Segment Start: MATERIALS PROVIDED
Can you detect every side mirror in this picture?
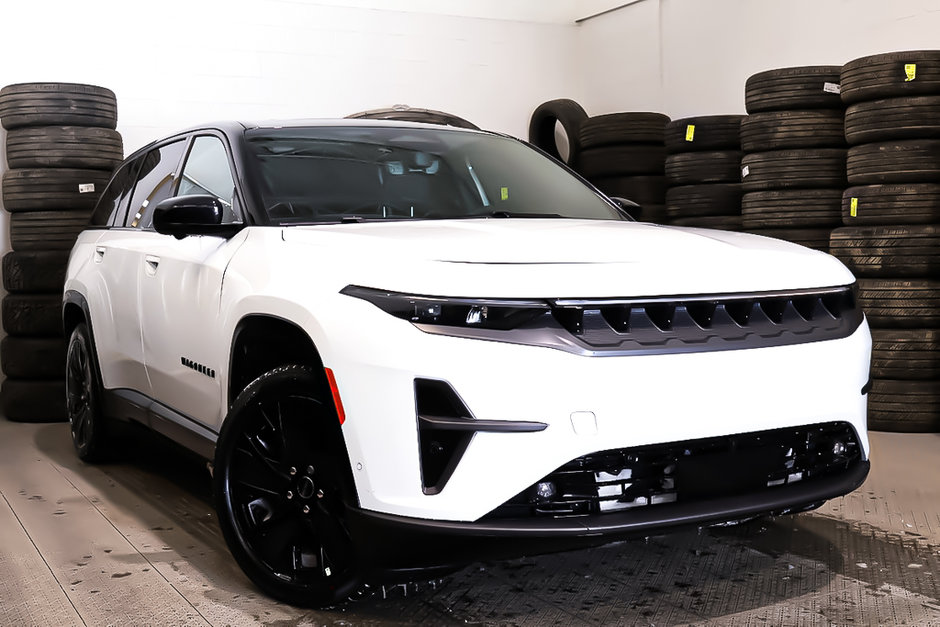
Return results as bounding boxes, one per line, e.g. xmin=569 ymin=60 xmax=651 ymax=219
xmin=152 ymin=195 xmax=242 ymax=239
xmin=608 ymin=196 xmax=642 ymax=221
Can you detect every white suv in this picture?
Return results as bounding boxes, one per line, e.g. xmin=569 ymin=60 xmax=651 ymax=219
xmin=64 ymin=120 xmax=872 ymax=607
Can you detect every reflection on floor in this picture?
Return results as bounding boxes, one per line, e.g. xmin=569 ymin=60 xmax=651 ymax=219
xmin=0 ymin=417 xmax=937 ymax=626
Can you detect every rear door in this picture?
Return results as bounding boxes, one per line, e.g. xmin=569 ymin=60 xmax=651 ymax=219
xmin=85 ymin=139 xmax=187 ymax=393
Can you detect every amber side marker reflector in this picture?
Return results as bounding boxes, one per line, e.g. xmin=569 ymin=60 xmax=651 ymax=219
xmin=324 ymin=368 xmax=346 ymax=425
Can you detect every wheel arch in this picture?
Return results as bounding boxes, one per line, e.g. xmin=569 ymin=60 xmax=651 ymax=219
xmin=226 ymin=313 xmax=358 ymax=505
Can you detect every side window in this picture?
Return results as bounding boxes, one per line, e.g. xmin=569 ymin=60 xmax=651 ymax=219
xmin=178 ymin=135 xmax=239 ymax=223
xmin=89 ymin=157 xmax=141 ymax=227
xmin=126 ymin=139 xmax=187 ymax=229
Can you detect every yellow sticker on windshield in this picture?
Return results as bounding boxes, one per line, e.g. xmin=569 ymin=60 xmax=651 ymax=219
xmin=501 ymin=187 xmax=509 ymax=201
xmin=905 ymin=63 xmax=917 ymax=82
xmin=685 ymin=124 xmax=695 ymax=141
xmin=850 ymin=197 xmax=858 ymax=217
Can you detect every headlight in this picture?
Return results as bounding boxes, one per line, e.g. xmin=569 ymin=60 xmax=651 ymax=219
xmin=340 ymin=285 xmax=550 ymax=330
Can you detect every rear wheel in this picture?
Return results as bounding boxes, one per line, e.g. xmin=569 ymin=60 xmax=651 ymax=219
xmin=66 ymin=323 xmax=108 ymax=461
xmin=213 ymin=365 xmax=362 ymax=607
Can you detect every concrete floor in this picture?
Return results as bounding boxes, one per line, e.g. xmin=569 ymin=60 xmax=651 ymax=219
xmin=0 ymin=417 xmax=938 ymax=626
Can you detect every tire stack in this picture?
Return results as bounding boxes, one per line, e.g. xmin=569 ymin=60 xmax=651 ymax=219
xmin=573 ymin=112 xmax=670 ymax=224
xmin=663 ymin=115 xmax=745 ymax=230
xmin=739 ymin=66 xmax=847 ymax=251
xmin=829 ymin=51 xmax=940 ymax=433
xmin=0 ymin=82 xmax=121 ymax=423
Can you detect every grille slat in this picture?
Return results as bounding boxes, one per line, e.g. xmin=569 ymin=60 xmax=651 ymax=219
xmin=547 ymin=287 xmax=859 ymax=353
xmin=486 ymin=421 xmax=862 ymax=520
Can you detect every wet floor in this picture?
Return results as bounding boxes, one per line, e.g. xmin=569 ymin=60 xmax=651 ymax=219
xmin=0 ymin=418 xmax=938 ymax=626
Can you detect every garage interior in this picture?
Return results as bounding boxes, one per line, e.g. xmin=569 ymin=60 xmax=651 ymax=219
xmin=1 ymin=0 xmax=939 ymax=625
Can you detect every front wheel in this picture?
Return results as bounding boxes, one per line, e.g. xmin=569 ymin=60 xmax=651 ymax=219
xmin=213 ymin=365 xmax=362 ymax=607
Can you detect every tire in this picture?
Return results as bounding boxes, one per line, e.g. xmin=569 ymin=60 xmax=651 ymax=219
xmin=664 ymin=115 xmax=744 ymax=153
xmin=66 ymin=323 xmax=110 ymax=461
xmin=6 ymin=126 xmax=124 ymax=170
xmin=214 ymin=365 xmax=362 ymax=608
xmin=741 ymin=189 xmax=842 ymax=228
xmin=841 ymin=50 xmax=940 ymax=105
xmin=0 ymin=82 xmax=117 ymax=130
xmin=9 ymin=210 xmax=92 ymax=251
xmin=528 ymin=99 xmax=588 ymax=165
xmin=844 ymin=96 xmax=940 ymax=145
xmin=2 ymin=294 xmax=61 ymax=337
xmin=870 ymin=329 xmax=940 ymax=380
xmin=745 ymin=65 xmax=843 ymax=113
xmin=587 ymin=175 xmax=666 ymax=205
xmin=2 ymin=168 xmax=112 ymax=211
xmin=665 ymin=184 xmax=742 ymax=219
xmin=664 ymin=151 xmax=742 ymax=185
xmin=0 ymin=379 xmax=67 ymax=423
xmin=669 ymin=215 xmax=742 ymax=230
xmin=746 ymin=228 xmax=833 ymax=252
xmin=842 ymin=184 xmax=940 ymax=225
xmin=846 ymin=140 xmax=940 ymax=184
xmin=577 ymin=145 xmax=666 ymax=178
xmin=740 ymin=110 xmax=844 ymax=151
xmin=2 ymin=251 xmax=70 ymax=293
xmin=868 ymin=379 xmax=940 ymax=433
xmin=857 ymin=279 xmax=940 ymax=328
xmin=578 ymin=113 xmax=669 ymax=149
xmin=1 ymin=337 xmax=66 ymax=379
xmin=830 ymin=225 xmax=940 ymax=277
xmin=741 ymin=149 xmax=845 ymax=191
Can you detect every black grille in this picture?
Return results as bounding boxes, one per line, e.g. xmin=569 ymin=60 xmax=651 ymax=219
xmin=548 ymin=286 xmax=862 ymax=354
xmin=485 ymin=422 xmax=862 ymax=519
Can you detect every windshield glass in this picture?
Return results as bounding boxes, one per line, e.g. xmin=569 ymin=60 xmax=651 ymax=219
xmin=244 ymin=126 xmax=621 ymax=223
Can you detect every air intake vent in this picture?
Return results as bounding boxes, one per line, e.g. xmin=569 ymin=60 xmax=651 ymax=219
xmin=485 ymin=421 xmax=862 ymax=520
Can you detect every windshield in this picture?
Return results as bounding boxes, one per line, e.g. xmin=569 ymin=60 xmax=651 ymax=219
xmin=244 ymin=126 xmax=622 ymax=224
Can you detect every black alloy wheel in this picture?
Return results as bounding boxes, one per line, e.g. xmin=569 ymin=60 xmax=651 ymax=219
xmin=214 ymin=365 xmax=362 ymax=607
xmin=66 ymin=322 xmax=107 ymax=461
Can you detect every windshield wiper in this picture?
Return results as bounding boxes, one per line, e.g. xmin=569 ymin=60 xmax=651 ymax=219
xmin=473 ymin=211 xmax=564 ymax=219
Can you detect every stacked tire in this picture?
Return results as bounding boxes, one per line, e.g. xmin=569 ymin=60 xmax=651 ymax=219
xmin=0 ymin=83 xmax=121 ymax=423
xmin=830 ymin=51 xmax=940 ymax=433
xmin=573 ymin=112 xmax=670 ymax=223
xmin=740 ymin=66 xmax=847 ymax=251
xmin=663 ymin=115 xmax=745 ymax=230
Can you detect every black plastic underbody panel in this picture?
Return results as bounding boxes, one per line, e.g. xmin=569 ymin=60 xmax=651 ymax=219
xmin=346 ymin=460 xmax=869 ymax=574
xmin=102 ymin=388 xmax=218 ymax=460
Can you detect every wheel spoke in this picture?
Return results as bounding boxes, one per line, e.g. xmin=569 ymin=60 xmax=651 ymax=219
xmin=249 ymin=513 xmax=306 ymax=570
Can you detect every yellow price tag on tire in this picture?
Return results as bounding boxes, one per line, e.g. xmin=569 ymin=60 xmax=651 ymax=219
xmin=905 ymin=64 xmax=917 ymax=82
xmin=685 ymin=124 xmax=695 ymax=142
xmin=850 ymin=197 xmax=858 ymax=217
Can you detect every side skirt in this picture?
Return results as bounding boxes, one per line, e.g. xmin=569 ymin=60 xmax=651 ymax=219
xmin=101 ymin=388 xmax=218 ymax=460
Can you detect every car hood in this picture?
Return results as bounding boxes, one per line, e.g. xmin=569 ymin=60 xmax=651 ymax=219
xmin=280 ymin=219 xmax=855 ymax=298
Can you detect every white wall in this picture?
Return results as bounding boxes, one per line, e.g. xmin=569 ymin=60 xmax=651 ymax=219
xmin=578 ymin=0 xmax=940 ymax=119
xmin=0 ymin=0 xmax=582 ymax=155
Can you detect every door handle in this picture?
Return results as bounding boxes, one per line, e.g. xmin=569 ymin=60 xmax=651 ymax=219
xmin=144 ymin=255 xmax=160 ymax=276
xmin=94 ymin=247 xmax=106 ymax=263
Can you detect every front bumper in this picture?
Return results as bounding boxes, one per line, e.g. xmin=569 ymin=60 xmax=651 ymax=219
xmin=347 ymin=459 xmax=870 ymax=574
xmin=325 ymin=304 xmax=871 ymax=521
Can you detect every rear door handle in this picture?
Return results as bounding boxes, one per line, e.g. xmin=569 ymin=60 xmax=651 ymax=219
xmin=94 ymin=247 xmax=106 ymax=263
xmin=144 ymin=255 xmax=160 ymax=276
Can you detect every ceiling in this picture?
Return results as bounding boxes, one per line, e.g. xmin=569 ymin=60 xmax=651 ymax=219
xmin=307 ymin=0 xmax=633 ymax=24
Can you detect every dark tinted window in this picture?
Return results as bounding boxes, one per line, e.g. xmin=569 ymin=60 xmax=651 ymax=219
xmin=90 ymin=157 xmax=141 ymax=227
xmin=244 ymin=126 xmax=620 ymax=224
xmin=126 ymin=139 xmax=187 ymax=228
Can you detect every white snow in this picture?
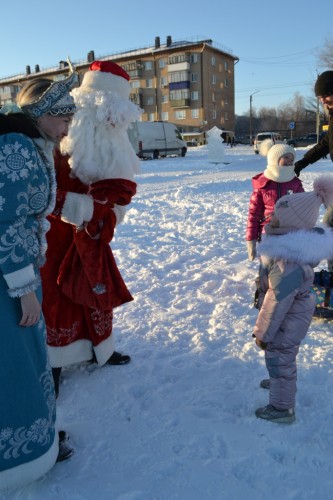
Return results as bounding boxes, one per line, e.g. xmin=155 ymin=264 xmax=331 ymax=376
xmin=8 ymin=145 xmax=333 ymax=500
Segment End: MATERIALS PROVIDED
▸ **YOUR ASSIGNMENT**
From the first line of the records through the line containing "Can you detect every amber", please output exactly those lines and nothing more, leaving out the pictures.

▸ **ANSWER FOR THE TASK**
Can you detect every side mirror in this picture?
Return results as bounding boxes, one per line, e.g. xmin=569 ymin=60 xmax=651 ymax=219
xmin=152 ymin=195 xmax=242 ymax=239
xmin=608 ymin=196 xmax=642 ymax=221
Can you detect every white suv in this picture?
Return results as bounding boxes, one per line, e.g. xmin=569 ymin=60 xmax=651 ymax=219
xmin=64 ymin=120 xmax=872 ymax=607
Can you detect every reflection on floor in this picture?
Return results as bounding boxes, one per line, e.g. xmin=569 ymin=60 xmax=651 ymax=219
xmin=0 ymin=417 xmax=937 ymax=626
Can you detect every rear door in this picture?
Return results as bounding boxes, one per line, e.g. xmin=569 ymin=60 xmax=651 ymax=219
xmin=85 ymin=139 xmax=187 ymax=393
Can you detect every amber side marker reflector in this picture?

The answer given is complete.